» **SOURCE MATERIAL**:
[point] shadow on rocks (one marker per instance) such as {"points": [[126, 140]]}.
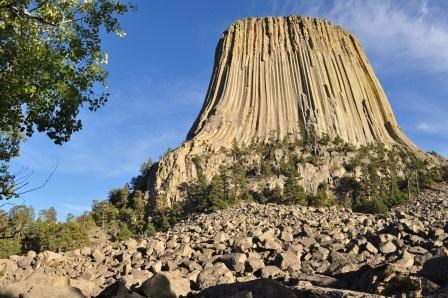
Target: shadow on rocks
{"points": [[259, 288]]}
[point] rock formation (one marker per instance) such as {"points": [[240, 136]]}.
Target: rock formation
{"points": [[279, 78]]}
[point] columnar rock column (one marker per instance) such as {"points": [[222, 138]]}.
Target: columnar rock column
{"points": [[282, 77]]}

» **PROBLEM TO SOLVE**:
Express the data as a Markdown table with columns No. and Text, running from the line containing "[point] rock formation" through the end of the data, inclusive. Give one numbered row per line and omit blank lines.

» **RIGHT ANSWER**:
| No. | Text |
|---|---|
| 1 | [point] rock formation (one marker per instance) such as {"points": [[240, 136]]}. |
| 2 | Target: rock formation |
| 3 | {"points": [[279, 78]]} |
| 4 | [point] columnar rock column (one marker per instance) such as {"points": [[222, 138]]}. |
| 5 | Target: columnar rock column |
| 6 | {"points": [[282, 77]]} |